### PAGE EXTRACT
────────────────

Drilling and field costs vary from site to site but are roughly half the
total capital cost of new geothermal plants; exploration costs are a relatively
minor component of capital costs. All quantity-cost groups in each region
are assembled into increasing-cost suppy arrays. When a region needs new
generating capacity, all remaining geothermal resources available in that
region at or below an avoided cost level determined in the EMM are submitted
(in three increasing cost subgroups) to compete with other technologies
for selection as new generating supply. Geothermal capital costs decline
with learning. For estimating costs for building new plants, new dual-flash
capacity the lower cost technology - is assigned an 80 percent capacity
factor, whereas binary plants are assigned a 95 percent capacity factor;
both are assigned an 87 percent capacity factor for actual generation.
To realistically reflect capacity availability through 2030 at each of
the 51 geothermal sites, each site's potential is limited to about 100
megawatts for each of the four cost levels. Second, annual maximum capacity
builds are established for each site, reflecting industry practice of expanding
development gradually. For the reference case, each site is permitted
a maximum development of 25 megawatts per year through 2015 and 50 megawatts
per year thereafter.
Assumptions
- Existing and identified planned capacity data are obtained directly by
the EMM from Forms EIA-860A (utilities) and EIA-860B (nonutilities) and
from supplemental additions (See Below).
- The permanent investment tax credit of 10 percent available in all forecast
years based on the EPACT applies to all geothermal capital costs, except
through 2007 when the 1.9 cent production tax credit is available to this
technology and is assumed chosen instead.
- Plants are not assumed to retire unless their retirement is reported to
EIA. Geysers units are not assumed to retire but instead are assigned
the 35 percent capacity factors reported to EIA reflecting their reduced
performance in recent years.
- Capital and operating costs vary by site and year; values shown in Table
38 in the EMM chapter are indicative of those used by EMM for geothermal
build and dispatch decisions.
Biomass Electric Power Submodule
Background
Biomass consumed for electricity generation is modeled in two parts in
NEMS. Capacity in the wood products and paper industries, the so-called
captive capacity, is included in the industrial sector module as cogeneration.
Generation by the electricity sector is represented in the EMM, with capital
and operating costs and capacity factors as shown in Table 38 in the EMM
chapter, as well as fuel costs, being passed to the EMM where it competes
with other sources. Fuel costs are provided in sets of regional supply
schedules. Projections for ethanol are produced by the Petroleum Market
Module (PMM), with the quantities of biomass consumed for ethanol decremented
from, and prices obtained from, the EMM regional supply schedules.
Assumptions
- Existing and planned capacity data are obtained from Form EIA-860.

────────────────

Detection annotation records
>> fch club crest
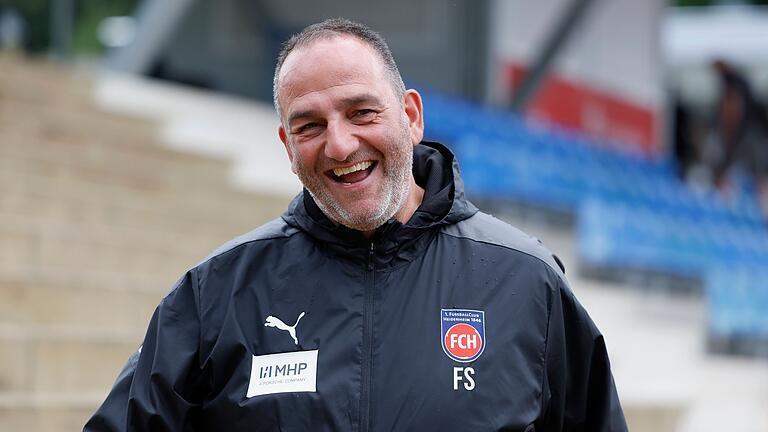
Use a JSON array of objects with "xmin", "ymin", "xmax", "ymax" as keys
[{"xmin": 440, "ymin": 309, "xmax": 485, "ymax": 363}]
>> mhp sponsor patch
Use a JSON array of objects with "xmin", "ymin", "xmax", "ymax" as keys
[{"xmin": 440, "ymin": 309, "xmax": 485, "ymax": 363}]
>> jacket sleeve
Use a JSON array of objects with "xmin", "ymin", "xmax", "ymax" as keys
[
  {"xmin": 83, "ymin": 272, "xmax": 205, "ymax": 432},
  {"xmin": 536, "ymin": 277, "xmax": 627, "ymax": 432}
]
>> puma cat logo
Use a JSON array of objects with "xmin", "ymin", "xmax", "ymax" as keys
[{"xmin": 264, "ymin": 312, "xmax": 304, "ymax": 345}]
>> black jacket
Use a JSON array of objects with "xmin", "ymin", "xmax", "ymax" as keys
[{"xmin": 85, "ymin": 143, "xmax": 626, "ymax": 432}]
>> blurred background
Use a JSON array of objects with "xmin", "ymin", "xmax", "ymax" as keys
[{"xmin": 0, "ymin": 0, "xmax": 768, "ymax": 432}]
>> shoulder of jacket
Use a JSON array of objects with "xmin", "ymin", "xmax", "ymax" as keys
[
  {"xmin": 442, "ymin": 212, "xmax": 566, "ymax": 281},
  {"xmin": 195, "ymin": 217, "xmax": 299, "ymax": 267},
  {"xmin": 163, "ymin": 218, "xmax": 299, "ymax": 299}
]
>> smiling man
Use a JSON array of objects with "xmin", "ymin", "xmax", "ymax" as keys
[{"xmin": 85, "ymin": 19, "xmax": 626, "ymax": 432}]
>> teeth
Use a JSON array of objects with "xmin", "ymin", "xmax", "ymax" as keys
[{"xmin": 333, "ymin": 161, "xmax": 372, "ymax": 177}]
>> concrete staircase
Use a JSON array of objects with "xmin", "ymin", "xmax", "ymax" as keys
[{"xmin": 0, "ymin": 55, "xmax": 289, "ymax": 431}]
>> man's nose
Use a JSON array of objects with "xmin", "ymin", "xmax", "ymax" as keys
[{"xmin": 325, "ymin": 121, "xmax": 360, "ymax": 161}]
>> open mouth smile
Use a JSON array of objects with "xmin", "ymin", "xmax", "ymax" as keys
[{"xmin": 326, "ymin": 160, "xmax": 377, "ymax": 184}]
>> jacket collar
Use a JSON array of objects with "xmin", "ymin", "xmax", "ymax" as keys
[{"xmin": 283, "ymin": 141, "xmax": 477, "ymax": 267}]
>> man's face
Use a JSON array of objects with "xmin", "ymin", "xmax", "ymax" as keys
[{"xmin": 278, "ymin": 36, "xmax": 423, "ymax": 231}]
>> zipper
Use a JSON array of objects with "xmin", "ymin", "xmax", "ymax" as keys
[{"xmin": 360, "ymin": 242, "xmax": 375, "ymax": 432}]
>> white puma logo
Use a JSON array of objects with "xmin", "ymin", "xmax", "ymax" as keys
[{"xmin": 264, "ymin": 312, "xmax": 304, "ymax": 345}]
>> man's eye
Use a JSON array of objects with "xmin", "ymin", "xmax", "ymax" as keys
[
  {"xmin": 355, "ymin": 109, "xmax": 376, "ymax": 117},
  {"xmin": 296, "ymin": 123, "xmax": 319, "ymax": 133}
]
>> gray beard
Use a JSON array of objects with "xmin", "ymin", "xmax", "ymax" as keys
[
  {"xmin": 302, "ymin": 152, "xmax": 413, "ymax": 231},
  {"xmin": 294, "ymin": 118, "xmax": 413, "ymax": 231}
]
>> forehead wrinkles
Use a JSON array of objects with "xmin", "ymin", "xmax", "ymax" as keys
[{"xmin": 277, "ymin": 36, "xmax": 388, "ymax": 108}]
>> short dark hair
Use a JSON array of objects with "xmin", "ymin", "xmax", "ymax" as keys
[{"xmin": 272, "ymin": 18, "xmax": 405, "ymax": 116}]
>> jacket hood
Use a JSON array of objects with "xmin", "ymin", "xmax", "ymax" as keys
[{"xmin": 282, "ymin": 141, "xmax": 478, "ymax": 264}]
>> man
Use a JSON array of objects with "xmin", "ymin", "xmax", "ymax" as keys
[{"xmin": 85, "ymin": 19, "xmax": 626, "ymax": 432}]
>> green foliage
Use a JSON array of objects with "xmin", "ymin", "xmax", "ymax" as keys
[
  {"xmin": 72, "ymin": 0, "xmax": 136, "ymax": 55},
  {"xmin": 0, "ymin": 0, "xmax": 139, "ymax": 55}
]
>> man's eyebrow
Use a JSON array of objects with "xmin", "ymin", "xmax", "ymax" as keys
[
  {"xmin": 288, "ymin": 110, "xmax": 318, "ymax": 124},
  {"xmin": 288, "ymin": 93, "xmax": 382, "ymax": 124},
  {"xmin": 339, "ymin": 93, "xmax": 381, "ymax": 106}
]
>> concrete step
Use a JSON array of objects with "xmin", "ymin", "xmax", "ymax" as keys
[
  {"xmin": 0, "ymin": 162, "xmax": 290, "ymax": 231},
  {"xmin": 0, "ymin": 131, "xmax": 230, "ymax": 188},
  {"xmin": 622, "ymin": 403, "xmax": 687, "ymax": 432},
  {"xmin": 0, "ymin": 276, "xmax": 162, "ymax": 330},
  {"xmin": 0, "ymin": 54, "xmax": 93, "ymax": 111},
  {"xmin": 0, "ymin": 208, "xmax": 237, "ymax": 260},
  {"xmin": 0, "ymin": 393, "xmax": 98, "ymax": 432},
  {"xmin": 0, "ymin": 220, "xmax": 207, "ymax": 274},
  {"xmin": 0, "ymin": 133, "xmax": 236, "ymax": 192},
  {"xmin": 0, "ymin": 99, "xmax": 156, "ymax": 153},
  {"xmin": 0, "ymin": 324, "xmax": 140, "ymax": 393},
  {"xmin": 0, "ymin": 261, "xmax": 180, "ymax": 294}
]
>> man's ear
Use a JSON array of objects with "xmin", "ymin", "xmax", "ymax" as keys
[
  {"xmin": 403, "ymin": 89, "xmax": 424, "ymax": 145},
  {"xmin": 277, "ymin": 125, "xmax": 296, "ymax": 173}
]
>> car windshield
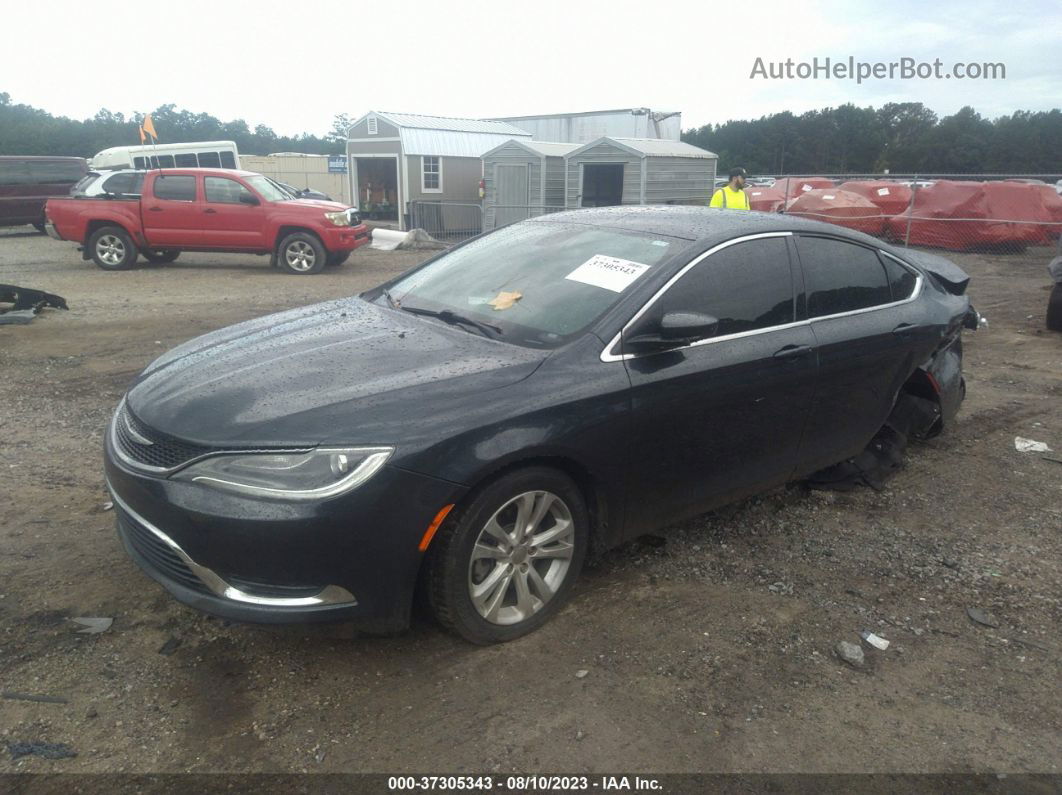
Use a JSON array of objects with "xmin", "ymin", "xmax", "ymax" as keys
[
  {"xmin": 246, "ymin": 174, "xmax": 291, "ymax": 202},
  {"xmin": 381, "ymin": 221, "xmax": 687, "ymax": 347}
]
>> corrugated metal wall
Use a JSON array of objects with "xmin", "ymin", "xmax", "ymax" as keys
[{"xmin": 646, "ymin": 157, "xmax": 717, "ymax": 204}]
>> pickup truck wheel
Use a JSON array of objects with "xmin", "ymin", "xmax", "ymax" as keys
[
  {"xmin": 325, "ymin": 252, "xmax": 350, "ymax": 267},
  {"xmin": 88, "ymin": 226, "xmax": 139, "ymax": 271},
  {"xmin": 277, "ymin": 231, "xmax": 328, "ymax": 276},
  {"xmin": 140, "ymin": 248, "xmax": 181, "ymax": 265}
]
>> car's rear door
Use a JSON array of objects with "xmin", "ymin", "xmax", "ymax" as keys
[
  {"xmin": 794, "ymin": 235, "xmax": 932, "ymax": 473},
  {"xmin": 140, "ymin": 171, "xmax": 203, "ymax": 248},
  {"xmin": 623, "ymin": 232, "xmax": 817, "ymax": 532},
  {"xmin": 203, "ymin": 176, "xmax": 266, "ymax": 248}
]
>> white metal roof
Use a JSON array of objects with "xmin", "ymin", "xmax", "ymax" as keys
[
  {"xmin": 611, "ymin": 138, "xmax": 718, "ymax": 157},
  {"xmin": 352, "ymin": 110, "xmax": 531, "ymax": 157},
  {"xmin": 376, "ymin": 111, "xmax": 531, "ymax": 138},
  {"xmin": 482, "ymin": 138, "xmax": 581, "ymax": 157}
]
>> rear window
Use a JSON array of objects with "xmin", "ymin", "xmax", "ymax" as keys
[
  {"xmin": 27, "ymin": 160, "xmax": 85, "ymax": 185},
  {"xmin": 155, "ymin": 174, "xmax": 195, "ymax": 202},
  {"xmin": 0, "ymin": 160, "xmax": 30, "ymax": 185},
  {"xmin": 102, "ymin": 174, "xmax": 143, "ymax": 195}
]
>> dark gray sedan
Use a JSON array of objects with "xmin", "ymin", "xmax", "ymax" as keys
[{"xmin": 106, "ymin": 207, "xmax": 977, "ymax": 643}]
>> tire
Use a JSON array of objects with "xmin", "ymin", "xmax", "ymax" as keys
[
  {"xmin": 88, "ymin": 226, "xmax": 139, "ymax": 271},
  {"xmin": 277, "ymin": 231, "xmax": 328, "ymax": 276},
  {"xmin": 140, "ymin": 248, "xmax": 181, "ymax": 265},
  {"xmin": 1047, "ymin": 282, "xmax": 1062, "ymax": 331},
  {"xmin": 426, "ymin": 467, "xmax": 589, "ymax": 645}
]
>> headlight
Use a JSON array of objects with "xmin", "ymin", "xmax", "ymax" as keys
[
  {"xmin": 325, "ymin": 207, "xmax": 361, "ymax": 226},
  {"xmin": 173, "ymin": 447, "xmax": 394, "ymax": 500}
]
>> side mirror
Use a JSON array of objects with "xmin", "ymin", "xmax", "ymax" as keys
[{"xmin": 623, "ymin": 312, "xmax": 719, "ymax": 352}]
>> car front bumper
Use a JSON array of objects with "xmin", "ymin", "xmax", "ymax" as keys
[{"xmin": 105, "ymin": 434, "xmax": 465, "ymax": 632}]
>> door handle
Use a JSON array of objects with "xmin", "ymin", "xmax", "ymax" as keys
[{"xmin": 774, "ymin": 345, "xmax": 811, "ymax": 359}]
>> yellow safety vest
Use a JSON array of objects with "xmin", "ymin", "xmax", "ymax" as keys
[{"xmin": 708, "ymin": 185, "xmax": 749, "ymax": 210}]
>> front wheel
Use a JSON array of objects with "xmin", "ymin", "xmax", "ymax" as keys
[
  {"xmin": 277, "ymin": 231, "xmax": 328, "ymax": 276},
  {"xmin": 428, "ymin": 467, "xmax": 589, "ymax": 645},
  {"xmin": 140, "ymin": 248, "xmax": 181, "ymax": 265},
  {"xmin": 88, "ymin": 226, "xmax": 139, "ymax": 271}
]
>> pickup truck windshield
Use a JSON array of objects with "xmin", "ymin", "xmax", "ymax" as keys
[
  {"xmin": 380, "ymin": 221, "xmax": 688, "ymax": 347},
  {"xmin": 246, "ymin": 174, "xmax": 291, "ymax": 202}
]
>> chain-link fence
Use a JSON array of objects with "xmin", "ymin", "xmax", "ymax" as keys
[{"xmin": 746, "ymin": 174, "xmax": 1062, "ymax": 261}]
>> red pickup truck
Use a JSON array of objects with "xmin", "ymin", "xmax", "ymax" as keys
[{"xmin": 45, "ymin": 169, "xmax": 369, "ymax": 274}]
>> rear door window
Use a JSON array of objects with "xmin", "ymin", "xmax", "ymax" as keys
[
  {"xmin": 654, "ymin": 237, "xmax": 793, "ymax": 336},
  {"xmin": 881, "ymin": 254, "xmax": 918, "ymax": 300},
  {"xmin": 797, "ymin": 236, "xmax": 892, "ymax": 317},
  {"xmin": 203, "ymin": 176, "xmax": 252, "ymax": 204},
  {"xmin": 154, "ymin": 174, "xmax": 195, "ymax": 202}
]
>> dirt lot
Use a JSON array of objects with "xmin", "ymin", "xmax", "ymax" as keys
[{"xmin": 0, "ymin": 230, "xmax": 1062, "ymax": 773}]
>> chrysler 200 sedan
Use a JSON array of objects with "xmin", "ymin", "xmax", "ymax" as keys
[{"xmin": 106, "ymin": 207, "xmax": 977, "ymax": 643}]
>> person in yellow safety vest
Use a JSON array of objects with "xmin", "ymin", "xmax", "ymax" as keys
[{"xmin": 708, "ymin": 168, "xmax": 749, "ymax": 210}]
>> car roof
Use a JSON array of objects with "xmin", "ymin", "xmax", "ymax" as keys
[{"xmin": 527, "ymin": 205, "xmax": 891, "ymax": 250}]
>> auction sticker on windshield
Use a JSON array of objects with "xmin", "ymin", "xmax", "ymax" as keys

────────────────

### EXERCISE OBJECTIVE
In the excerpt on geothermal and biomass power, how many megawatts per year may each geothermal site develop after 2015 in the reference case?

### TASK ANSWER
50 megawatts per year.